This question was recently considered by the court in the case of Darnley v Croydon Health Services NHS Trust.

Mr D had been attacked and struck on the head.  He went to Accident and Emergency.  He said that the reception staff told him that he would be seen in 4-5 hours.   At the trial, the reception staff did not recall the incident but stated that they would have told Mr D that he would be seen by a triage nurse within 30 minutes.

Mr D, who said he believed he would not be seen for at least four hours, decided to go home without seeing any nurse or doctor in the department.   Whilst he was at home, his condition deteriorated and he suffered a left hemiplegia.

NICE Guidelines require that a patient with a head injury should be assessed by a clinician within 15 minutes of arrival at Accident and Emergency.   The court found as a matter of fact that Mr D had left the hospital 19 minutes after his arrival and that he had not been told that he would be seen within 30 minutes.  The court was satisfied that had Mr D received that information, he would have waited to be seen.  The court further found that had he remained at the hospital, he would still have been there when his condition deteriorated. He would have been properly managed and would have made a full recovery.

However, Mr D failed in his claim.   The court found that although the hospital did not assess Mr D within the 15 minute period laid down in the NICE Guidelines, the failure to comply with those guidelines by such a small margin (4 minutes – Mr D left after 19 minutes) was not a breach of the hospital’s duty of care to Mr D and in any event the breach had not caused the loss because Mr D had elected to leave the hospital and had suffered the deterioration later whilst at home.

The court went on to consider whether the hospital receptionists owed Mr D a duty to inform him that he would be seen within 30 minutes.   The court went back to first principles, considering the three part test for duty of care in Caparo Industries v Dickman (1990).

The Judge found that it was reasonably foreseeable that a patient might leave an Accident and Emergency Department without being treated, thus exposing himself to a risk of harm, if he believed that he would not be seen for several hours.   However, the receptionists were not under a duty to guard a patient from harm caused by a failure to wait to be seen.   The court concluded that it would not be fair, just or reasonable to impose a duty of care on a receptionist to give accurate information about waiting times.  The primary function of the receptionist was to complete the necessary registration form.  The provision of information about waiting times was no more than a matter of courtesy.

▸ Data excerpts:
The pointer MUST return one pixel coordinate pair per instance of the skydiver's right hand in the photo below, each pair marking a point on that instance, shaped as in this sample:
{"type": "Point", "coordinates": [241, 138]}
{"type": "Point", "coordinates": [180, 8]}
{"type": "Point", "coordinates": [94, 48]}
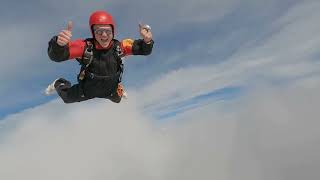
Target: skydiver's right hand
{"type": "Point", "coordinates": [64, 37]}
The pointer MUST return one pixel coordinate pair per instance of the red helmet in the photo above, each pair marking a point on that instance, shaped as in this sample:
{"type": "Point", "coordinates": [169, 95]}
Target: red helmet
{"type": "Point", "coordinates": [101, 17]}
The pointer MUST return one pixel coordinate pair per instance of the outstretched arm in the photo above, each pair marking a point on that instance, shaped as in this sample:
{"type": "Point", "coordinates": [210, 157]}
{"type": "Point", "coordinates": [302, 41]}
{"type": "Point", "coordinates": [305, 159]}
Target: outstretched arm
{"type": "Point", "coordinates": [58, 49]}
{"type": "Point", "coordinates": [141, 46]}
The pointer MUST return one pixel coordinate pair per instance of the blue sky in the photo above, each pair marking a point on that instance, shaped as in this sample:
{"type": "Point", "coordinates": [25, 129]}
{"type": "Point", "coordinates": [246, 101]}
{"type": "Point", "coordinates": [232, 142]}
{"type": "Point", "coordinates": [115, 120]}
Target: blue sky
{"type": "Point", "coordinates": [229, 87]}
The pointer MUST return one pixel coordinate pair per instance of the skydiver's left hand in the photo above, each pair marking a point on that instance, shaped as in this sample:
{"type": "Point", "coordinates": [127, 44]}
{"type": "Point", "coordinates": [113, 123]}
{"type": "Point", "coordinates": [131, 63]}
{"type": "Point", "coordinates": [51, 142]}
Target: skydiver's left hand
{"type": "Point", "coordinates": [145, 32]}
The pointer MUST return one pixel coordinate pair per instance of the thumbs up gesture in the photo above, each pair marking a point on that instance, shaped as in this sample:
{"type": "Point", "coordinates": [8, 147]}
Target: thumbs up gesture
{"type": "Point", "coordinates": [64, 37]}
{"type": "Point", "coordinates": [145, 32]}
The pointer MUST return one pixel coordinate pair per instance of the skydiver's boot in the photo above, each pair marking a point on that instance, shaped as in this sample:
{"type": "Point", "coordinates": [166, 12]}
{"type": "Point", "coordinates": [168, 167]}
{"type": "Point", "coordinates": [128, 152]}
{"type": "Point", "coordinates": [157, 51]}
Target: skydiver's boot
{"type": "Point", "coordinates": [121, 92]}
{"type": "Point", "coordinates": [51, 89]}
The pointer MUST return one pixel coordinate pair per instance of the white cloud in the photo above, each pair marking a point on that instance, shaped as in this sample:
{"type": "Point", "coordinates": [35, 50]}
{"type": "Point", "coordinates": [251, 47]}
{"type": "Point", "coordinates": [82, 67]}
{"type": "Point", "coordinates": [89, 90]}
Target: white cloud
{"type": "Point", "coordinates": [267, 134]}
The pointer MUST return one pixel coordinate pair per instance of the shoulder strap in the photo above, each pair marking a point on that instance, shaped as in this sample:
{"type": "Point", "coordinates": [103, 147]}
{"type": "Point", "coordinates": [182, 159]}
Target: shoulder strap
{"type": "Point", "coordinates": [87, 56]}
{"type": "Point", "coordinates": [119, 55]}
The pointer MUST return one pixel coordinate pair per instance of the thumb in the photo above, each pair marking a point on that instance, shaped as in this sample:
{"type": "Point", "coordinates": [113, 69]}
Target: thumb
{"type": "Point", "coordinates": [69, 27]}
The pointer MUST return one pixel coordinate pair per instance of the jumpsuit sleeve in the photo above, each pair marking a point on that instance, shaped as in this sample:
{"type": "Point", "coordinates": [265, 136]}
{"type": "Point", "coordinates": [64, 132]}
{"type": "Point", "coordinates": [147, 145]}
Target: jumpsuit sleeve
{"type": "Point", "coordinates": [57, 53]}
{"type": "Point", "coordinates": [136, 47]}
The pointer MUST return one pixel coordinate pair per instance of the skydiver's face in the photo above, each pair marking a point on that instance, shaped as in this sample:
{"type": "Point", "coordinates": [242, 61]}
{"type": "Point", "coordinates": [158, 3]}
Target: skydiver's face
{"type": "Point", "coordinates": [103, 34]}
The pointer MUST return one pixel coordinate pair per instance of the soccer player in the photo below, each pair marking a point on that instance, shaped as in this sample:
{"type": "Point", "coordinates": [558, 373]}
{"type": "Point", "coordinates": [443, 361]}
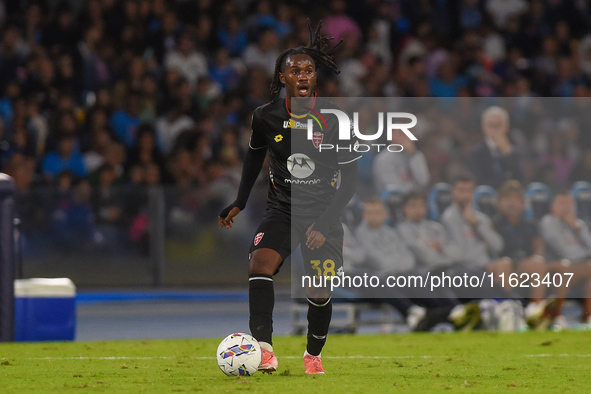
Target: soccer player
{"type": "Point", "coordinates": [524, 247]}
{"type": "Point", "coordinates": [307, 214]}
{"type": "Point", "coordinates": [568, 248]}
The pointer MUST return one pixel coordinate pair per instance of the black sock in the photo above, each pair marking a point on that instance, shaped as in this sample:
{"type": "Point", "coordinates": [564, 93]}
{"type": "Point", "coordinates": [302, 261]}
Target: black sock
{"type": "Point", "coordinates": [319, 315]}
{"type": "Point", "coordinates": [261, 300]}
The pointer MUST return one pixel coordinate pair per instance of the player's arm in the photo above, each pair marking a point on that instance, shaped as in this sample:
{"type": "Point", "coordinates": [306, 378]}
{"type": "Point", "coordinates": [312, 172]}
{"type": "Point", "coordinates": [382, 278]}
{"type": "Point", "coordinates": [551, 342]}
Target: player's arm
{"type": "Point", "coordinates": [253, 162]}
{"type": "Point", "coordinates": [317, 231]}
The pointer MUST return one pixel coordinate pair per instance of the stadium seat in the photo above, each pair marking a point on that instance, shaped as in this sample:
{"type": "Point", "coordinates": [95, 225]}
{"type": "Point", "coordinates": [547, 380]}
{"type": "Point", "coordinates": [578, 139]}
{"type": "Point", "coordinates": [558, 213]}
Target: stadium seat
{"type": "Point", "coordinates": [439, 199]}
{"type": "Point", "coordinates": [581, 192]}
{"type": "Point", "coordinates": [538, 199]}
{"type": "Point", "coordinates": [485, 200]}
{"type": "Point", "coordinates": [392, 198]}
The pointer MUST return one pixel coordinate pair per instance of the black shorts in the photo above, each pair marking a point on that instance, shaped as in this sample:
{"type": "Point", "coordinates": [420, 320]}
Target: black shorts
{"type": "Point", "coordinates": [283, 234]}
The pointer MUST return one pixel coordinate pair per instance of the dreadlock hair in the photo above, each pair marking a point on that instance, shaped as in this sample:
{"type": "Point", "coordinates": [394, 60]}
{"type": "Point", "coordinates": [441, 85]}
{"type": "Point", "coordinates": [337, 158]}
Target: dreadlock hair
{"type": "Point", "coordinates": [318, 50]}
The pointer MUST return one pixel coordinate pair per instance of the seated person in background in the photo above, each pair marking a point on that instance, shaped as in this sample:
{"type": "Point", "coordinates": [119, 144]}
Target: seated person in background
{"type": "Point", "coordinates": [568, 245]}
{"type": "Point", "coordinates": [427, 239]}
{"type": "Point", "coordinates": [473, 233]}
{"type": "Point", "coordinates": [495, 160]}
{"type": "Point", "coordinates": [407, 169]}
{"type": "Point", "coordinates": [525, 249]}
{"type": "Point", "coordinates": [385, 253]}
{"type": "Point", "coordinates": [66, 158]}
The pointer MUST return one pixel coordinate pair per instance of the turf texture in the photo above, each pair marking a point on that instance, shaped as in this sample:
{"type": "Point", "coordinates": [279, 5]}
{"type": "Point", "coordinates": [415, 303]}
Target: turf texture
{"type": "Point", "coordinates": [466, 362]}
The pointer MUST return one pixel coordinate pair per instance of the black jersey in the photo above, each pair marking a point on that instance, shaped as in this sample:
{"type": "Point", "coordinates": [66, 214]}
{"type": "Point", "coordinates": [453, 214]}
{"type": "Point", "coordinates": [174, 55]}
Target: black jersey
{"type": "Point", "coordinates": [303, 171]}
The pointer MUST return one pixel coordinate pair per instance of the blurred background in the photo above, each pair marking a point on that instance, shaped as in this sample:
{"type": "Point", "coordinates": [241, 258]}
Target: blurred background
{"type": "Point", "coordinates": [124, 122]}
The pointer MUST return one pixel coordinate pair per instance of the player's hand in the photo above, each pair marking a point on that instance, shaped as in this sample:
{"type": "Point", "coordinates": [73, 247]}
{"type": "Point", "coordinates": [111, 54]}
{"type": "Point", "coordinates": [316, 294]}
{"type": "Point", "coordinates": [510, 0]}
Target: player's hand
{"type": "Point", "coordinates": [229, 218]}
{"type": "Point", "coordinates": [315, 238]}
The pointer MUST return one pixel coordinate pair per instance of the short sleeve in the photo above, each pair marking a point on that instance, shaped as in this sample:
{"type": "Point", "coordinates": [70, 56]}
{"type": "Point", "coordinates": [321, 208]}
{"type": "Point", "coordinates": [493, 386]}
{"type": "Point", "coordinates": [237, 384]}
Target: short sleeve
{"type": "Point", "coordinates": [257, 137]}
{"type": "Point", "coordinates": [347, 151]}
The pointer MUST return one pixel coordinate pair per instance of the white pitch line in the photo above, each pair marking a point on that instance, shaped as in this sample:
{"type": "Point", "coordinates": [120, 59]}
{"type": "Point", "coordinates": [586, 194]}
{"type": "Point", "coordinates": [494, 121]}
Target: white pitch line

▸ Exercise instructions:
Please retype the part of the court case summary starting at "This question was" and ending at "nurse within 30 minutes.".

▸ Exercise solution:
This question was recently considered by the court in the case of Darnley v Croydon Health Services NHS Trust.

Mr D had been attacked and struck on the head.  He went to Accident and Emergency.  He said that the reception staff told him that he would be seen in 4-5 hours.   At the trial, the reception staff did not recall the incident but stated that they would have told Mr D that he would be seen by a triage nurse within 30 minutes.